> [Request] Render every line of the rows below as a JSON list of strings, with one string per line and blank lines omitted. Leave out the pictures.

(Location annotation dataset excerpts)
============================================================

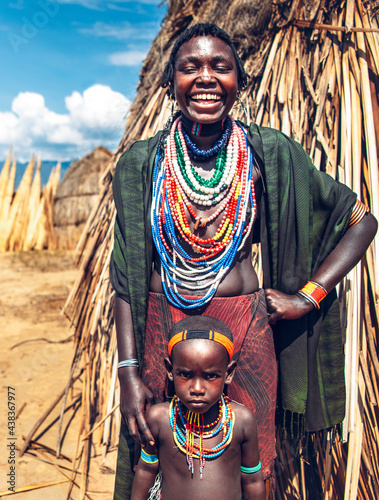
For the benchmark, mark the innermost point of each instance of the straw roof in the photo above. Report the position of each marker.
(76, 195)
(314, 69)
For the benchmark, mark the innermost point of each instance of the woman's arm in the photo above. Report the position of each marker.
(339, 262)
(135, 397)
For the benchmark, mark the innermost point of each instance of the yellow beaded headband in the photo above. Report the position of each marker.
(201, 334)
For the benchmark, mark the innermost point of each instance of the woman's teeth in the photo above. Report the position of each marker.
(206, 97)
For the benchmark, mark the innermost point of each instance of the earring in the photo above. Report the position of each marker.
(244, 108)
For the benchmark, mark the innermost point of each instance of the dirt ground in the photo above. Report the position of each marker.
(33, 288)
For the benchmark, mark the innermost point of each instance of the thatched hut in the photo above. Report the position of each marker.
(314, 69)
(76, 195)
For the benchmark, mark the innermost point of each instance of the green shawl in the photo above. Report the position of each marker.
(304, 213)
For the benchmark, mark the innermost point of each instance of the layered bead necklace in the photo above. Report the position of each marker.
(186, 427)
(175, 185)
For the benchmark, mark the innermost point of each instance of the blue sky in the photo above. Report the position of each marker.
(69, 72)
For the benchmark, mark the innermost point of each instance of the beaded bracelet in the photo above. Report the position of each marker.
(313, 292)
(358, 212)
(251, 470)
(128, 362)
(149, 459)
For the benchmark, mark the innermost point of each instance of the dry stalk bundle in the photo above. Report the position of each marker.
(313, 76)
(26, 215)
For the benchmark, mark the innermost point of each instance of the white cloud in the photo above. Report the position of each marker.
(128, 58)
(94, 118)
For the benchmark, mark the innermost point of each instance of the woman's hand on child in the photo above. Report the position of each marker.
(283, 306)
(135, 400)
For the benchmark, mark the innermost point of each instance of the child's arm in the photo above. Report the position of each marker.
(145, 476)
(148, 464)
(252, 482)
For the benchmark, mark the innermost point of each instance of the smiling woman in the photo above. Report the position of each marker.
(206, 80)
(190, 202)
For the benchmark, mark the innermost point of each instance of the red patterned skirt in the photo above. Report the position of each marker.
(255, 380)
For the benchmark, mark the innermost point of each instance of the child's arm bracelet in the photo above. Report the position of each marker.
(251, 470)
(149, 459)
(313, 292)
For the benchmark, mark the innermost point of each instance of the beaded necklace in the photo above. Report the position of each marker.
(174, 187)
(185, 427)
(203, 155)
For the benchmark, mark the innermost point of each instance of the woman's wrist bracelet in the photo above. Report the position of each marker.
(358, 212)
(313, 292)
(128, 362)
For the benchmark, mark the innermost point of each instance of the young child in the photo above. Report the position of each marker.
(205, 445)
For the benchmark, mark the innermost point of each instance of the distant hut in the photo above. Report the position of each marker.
(76, 196)
(314, 66)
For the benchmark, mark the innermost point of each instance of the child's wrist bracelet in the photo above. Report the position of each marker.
(128, 362)
(313, 292)
(251, 470)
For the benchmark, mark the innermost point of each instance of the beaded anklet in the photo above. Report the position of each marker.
(149, 459)
(313, 292)
(251, 470)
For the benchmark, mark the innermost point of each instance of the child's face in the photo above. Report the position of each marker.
(199, 370)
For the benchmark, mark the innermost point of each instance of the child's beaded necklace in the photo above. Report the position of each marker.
(174, 185)
(186, 426)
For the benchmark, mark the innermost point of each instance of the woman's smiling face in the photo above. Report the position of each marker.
(205, 79)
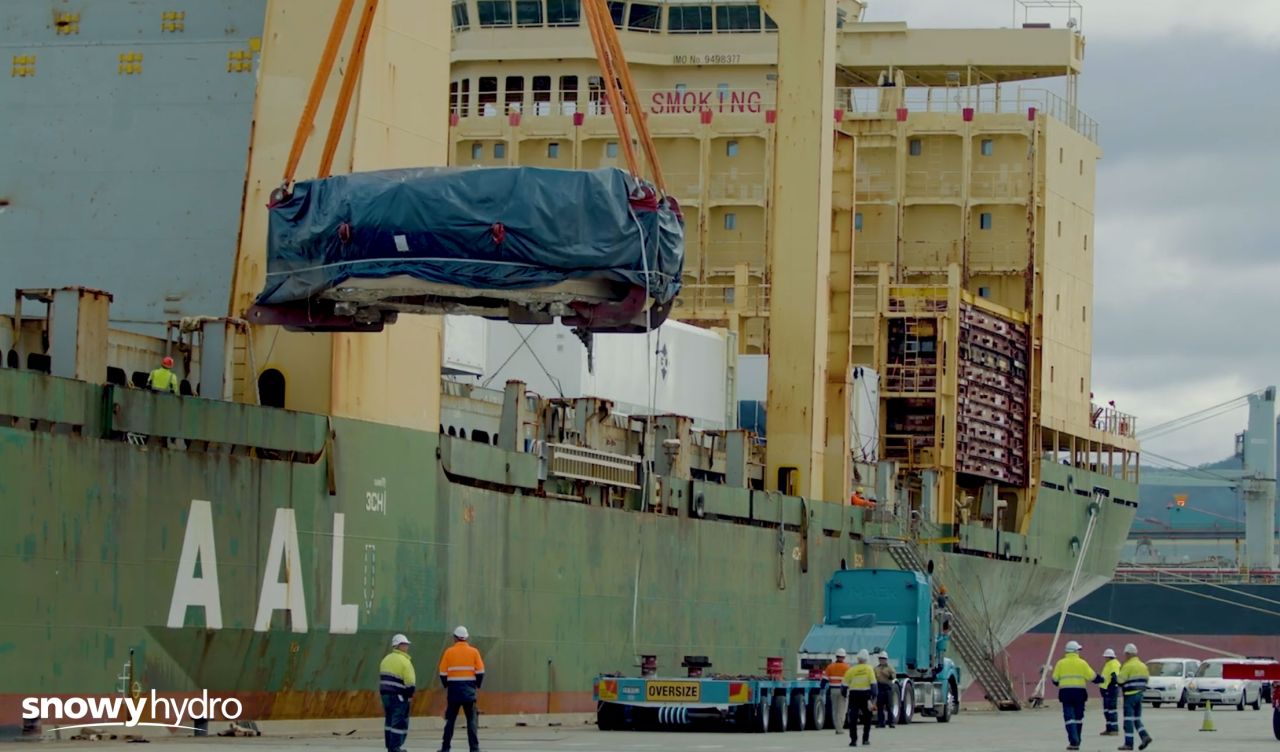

============================================================

> [Solution]
[
  "For the benchmark, mark the innermost point of each instance of the straw roof in the photo above. Report the position of each marker.",
  "(76, 195)",
  "(314, 69)",
  "For the benchmark, mark the innermost point of each instance of the woman's arm in the photo above. Report the position of each marker.",
  "(339, 262)",
  "(135, 397)",
  "For the benchmark, mark the innermost point of each instance of the yellow beaded headband in the photo above. Report the position of each marker.",
  "(201, 334)",
  "For the benchmark, mark the innermost point of each instance of the woman's teeth in the photo above. Report the position of each marker.",
  "(206, 97)",
  "For the benchmark, mark the innermost point of each instance of the earring in the photo above. Report the position of each marker.",
  "(244, 108)",
  "For the benchmark, mark the innermost point of each instance of the dirt ground in the photo above. Report the position of each marker.",
  "(33, 288)",
  "For the benchmark, mark the innermost point of each instance of the thatched hut in the photo above. Report the position of each marker.",
  "(314, 69)",
  "(76, 195)",
  "For the benchmark, mark the innermost point of each instance of the green shawl in the photo above. Report the position of each marker.",
  "(304, 213)",
  "For the benchmark, mark the innermost point of each instance of the layered bead necklace in the photo above. Report the position of each marker.",
  "(186, 427)",
  "(175, 185)",
  "For the benchmark, mark the innermost point of each instance of the blue sky in the photo above. Report the position of each marker.",
  "(69, 72)",
  "For the benchmark, mark the innermost point of each instance of the beaded bracelet in the photo above. Report the position of each marker.",
  "(313, 292)",
  "(358, 212)",
  "(251, 470)",
  "(128, 362)",
  "(149, 459)",
  "For the benchmark, mark the innermost point of each instance of the dry stalk bundle in the photo above. Report the position of each marker.",
  "(313, 76)",
  "(26, 215)",
  "For the benchmark, mark the innermost point of each instance of the white cloud in the photo above. Report the position of each marker.",
  "(128, 58)",
  "(94, 118)",
  "For the benchmark, mark the innermost point of each instance of the woman's hand on child in the photo above. Report the position of each marker.",
  "(283, 306)",
  "(135, 400)",
  "For the benchmark, mark the innermost point of each instance of the child's arm in the photo above. Report the position of each marker.",
  "(145, 476)",
  "(148, 464)",
  "(252, 482)",
  "For the benchmark, mark the innermost point of each instance of the smiling woman in the photo above. Report the position of each marker.",
  "(206, 80)",
  "(190, 202)",
  "For the benchmark, mark the innermost point of each instance of the red patterned skirt in the photo above. Report the position of each marker.",
  "(255, 380)",
  "For the benchmark, mark the innermost point of each instance of the child's arm bracelet in the photo above. Report the position of each marker.",
  "(251, 470)",
  "(149, 459)",
  "(313, 292)",
  "For the benchmark, mark the innermost point of each instance of the beaded necklace in the photo above. Report the position of each marker.",
  "(174, 187)",
  "(185, 427)",
  "(203, 155)",
  "For the benchmark, mark the innermost point of each instance of the woman's wrist bracelet in the photo above. Report the position of each marker.",
  "(358, 212)",
  "(313, 292)",
  "(128, 362)",
  "For the benchmark, mark the innermost point of each instance of the young child in the photo above. Report the position of each marker.",
  "(205, 445)",
  "For the benchmark, mark the innermost point of each instance of the distant hut in the photo above. Report the position of each marker.",
  "(76, 196)",
  "(314, 66)",
  "For the benchmark, mark the innermost point of each instance of the child's wrist bracelet in the photo above. Report the position of each marker.",
  "(128, 362)",
  "(313, 292)",
  "(251, 470)",
  "For the benchmark, mark the innermost point of each instance of the beaded anklet in the photo above. Report the position of each marker.",
  "(149, 459)",
  "(313, 292)",
  "(251, 470)",
  "For the benchmark, mark the innermost point of each instance of the child's face in the photo above. Report the position of each marker.",
  "(199, 370)",
  "For the benchmark, mark the innermost point of each instance of the child's beaded necklace in the photo above. Report the position of each marker.",
  "(174, 185)",
  "(186, 426)",
  "For the benchmark, mark the innermost point of each instance of the woman's smiling face in the photo above. Report the position of each marker.",
  "(205, 79)"
]